*AIM OF THE EXERCISE*. Return, word for word, the stretch of the data from the line containing "Place one point per instance of the dog's mouth." through the end of the data, and leave the pictures out of your answer.

*RECORDS PROVIDED*.
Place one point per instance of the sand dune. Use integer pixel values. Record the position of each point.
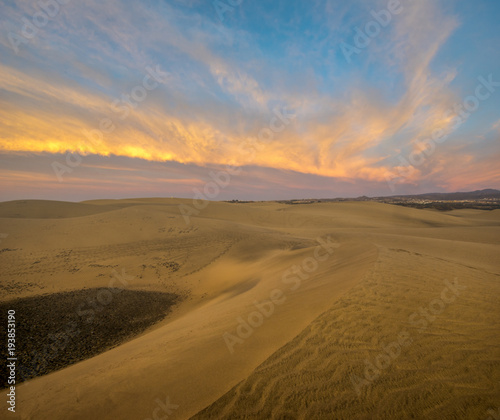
(364, 270)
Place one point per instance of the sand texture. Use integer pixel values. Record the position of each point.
(367, 310)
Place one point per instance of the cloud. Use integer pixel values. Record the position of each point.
(225, 84)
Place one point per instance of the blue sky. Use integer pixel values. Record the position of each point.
(75, 107)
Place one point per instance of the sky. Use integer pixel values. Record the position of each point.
(248, 100)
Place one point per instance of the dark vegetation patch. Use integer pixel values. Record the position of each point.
(57, 330)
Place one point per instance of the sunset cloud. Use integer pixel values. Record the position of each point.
(251, 97)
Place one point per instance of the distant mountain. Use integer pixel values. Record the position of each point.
(471, 195)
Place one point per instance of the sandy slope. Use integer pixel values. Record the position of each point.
(385, 263)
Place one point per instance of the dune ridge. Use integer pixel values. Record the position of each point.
(386, 263)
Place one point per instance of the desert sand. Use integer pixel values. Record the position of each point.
(395, 316)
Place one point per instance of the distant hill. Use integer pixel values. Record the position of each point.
(471, 195)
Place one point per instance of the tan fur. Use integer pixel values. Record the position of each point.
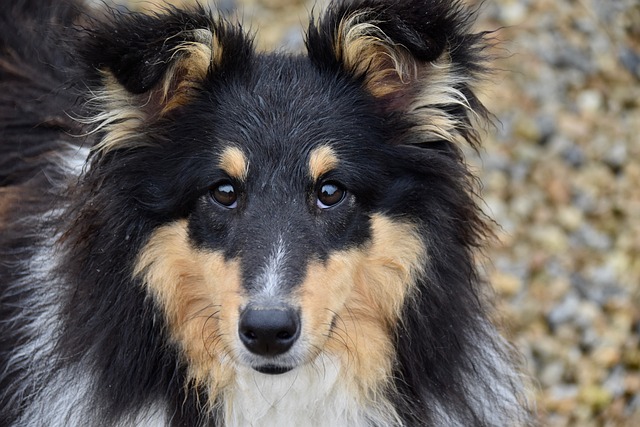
(200, 293)
(322, 160)
(366, 50)
(366, 289)
(125, 115)
(196, 289)
(392, 73)
(234, 163)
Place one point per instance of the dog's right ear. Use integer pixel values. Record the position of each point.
(143, 67)
(416, 58)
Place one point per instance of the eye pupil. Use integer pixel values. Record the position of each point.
(225, 194)
(330, 194)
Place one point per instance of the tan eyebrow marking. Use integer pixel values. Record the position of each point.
(234, 162)
(322, 160)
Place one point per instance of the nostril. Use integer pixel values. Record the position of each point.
(269, 332)
(283, 335)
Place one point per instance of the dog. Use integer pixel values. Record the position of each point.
(194, 233)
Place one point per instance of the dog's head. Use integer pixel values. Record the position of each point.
(281, 207)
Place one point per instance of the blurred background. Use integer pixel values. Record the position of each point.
(561, 176)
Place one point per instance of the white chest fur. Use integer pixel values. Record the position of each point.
(315, 395)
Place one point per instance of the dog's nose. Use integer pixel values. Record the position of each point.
(269, 332)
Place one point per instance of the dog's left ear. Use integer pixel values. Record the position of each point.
(416, 58)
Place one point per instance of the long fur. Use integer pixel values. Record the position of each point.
(162, 184)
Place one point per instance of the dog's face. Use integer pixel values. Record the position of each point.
(285, 203)
(289, 248)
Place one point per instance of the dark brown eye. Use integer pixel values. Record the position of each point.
(330, 194)
(225, 194)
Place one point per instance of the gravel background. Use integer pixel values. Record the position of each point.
(561, 176)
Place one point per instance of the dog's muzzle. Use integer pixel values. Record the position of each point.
(269, 331)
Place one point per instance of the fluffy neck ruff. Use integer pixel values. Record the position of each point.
(318, 394)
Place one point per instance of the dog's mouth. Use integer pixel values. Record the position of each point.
(273, 369)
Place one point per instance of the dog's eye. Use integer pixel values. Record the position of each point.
(225, 194)
(330, 194)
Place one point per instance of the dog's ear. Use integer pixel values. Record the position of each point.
(142, 67)
(416, 58)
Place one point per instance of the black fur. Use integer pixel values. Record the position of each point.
(52, 59)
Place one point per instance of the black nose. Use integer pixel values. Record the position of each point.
(269, 332)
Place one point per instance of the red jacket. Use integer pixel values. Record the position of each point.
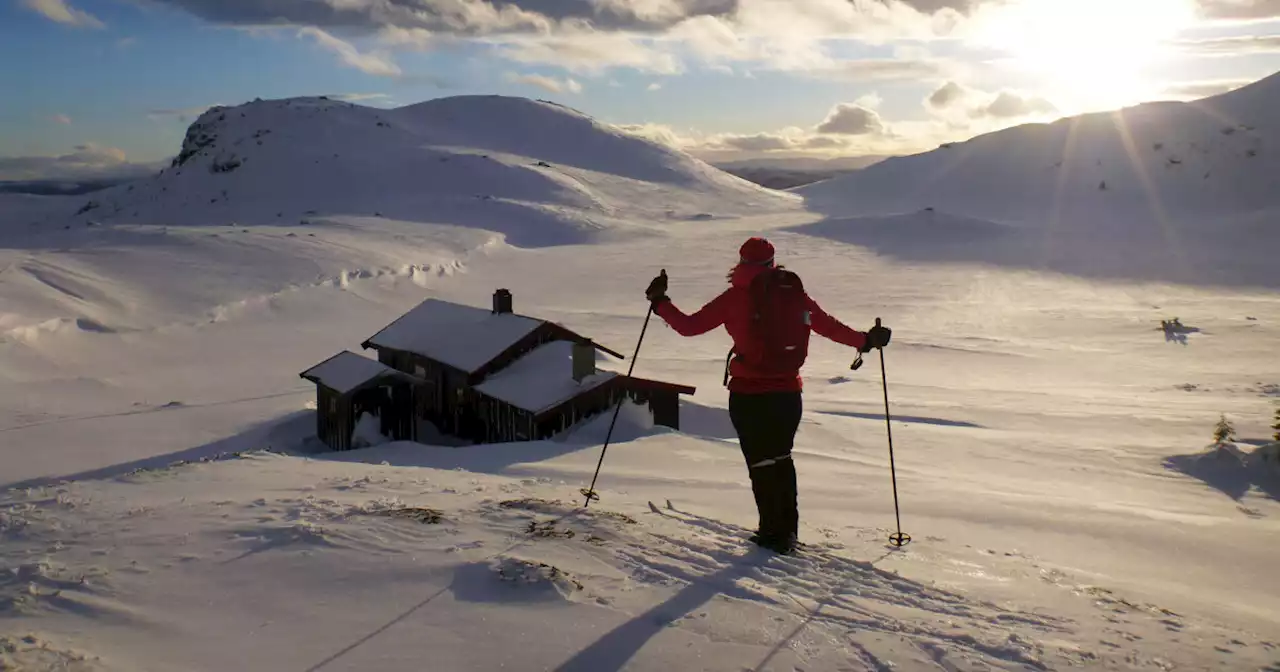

*THE RESULT*.
Place one point per instance of the dog's mouth. Use integer pixel values. Record the position of each point.
(273, 369)
Place one point per instance of the dog's eye. Use integer pixel values. Record the position of each point.
(225, 194)
(330, 194)
Place one point per instance of the dog's ear. Use integer pixel values. Record the position of each point.
(142, 67)
(416, 58)
Place one point per instance of the black fur. Use integer pixel values. Record the position of each point.
(52, 59)
Place one point per instance of the black nose. Use integer pixel values. Record the position of each point.
(269, 332)
Place one point per instance of the red jacket. Use integer pixel values. Record the position of each point.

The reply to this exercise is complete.